Source passage:
As I understand it, though, the drow don't actually do foot soldiers. They do ambush raiding with commando teams and if they need to fight more openly, they use slave or monster cannon fodder. This is one more example of a reason their society isn't really viable.

I disagree. The thing about the Greek phalanx is that you need a very specific battlefield. That is a flat plain of land, ideally somewhere where the enemy must meet you head on, like a mountain pass. A cave floor is going to be uneven, a massive cave system is going to have side passages. If your spearwall gets broken up or you're flanked, more flexible infantry will slaughter you. Drow don't need to get into a pitched battle, pitched battles are risky. They'll harass you with poisoned bolts, they'll take out your scouting parties, you'll get lost in the caves, any man who lags behind on the march will go missing, probably eaten by spiders. They won't strike the final blow till the army is already broken.

Honest Tiefling
2017-10-18, 12:25 PM
And I'm down with that, especially if you either (a) play down some of the weird social restrictiveness, or (b) play up the fact that their society is designed specifically to make everyone miserable.

Excerpted records:
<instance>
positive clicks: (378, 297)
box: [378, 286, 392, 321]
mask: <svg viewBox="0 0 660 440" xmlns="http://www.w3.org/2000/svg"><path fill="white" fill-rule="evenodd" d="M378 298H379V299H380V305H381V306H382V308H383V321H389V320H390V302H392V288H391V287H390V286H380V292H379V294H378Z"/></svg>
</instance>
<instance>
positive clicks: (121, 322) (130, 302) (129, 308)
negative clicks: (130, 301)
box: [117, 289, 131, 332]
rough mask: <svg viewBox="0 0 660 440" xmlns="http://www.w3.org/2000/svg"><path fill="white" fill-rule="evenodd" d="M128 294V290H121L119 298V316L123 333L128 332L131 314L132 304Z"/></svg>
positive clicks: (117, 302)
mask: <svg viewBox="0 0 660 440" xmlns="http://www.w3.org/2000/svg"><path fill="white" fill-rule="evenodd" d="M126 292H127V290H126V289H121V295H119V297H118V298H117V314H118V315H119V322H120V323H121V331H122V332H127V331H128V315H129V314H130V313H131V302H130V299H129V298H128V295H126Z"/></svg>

--

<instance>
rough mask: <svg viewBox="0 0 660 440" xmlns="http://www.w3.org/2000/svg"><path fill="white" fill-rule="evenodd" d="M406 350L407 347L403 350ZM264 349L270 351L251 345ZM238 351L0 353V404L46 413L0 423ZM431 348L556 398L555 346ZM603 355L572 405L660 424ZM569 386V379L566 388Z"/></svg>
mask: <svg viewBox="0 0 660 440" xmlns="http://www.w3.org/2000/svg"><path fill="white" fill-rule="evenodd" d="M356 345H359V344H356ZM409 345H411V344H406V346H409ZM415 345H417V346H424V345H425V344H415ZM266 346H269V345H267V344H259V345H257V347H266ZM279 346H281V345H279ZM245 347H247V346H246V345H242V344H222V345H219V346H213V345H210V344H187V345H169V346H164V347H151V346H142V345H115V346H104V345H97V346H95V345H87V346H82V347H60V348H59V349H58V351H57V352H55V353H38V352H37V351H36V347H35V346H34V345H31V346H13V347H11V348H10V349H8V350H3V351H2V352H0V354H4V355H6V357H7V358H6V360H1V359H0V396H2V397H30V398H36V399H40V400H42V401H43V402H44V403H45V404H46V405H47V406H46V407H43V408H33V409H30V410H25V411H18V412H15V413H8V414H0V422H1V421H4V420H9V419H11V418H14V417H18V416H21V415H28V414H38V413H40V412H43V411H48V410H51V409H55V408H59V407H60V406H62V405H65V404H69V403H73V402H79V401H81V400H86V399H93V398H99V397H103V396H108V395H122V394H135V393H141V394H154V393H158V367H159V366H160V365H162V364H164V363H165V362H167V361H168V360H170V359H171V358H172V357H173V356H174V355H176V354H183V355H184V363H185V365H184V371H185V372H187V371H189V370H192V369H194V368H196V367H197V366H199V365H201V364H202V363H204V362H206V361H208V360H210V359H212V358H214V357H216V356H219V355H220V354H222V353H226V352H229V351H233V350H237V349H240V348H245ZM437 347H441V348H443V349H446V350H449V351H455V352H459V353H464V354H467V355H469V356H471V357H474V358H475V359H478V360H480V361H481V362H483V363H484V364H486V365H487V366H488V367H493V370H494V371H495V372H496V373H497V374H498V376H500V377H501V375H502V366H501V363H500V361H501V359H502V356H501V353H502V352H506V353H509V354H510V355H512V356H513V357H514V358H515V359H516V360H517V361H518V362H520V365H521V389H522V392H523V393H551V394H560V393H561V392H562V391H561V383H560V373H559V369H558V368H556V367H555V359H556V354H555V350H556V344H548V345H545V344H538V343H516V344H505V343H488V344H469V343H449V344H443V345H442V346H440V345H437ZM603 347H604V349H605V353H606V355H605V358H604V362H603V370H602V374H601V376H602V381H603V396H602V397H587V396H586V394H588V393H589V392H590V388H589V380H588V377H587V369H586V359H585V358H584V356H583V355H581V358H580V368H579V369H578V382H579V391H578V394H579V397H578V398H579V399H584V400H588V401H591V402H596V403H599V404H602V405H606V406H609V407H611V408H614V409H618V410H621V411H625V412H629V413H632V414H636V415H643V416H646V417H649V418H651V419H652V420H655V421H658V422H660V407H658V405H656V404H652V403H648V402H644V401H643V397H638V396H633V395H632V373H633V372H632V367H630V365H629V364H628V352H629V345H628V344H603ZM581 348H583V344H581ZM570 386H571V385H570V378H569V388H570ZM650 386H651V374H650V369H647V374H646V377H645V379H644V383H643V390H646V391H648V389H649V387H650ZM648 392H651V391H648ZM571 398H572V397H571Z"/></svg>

Requirement 1:
In the forum passage, what kind of battlefield does the Greek phalanx need?
Requirement 2:
Rewrite the rows, starting with the line with "</instance>" and going on through the line with "box: [117, 289, 131, 332]", switching "negative clicks" to "exclusion clicks" and leaving everything else unchanged.
The forum passage and the rows were drawn from separate sources.

Task solution 1:
A flat plain of land, ideally somewhere the enemy must meet you head on, like a mountain pass.

Task solution 2:
</instance>
<instance>
positive clicks: (121, 322) (130, 302) (129, 308)
exclusion clicks: (130, 301)
box: [117, 289, 131, 332]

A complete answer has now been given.